*** Selected text

Impartial Predictive Modeling and the Use of Proxy Variables
Kory D. Johnson, Dean P. Foster, Robert A. Stine

TL;DR
This paper explores how to define and achieve fairness in predictive models by understanding the role of proxy variables, emphasizing the importance of full-data scenarios and analyzing partial-data estimation methods.
Contribution
It introduces a framework for impartiality considering different data-generating perspectives and clarifies the distinction between explainable variability and discrimination using proxies.
Findings
Fairness requires full-data knowledge of all covariates.
Regression decomposition reveals differences between explainable variability and discrimination.
Proxy variables can be analyzed to distinguish between bias and explainability.

******
*** Data provided

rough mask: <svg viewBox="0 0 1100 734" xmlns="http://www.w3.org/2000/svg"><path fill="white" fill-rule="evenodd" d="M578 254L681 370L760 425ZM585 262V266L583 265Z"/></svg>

******

**Problem details**
Revise the passage of the summary on impartial predictive modeling that opens with "Contribution" and closes with "of all covariates.", substituting "structure" for "framework". The data stand apart from the text as separate material.

**Result for this task**
Contribution
It introduces a structure for impartiality considering different data-generating perspectives and clarifies the distinction between explainable variability and discrimination using proxies.
Findings
Fairness requires full-data knowledge of all covariates.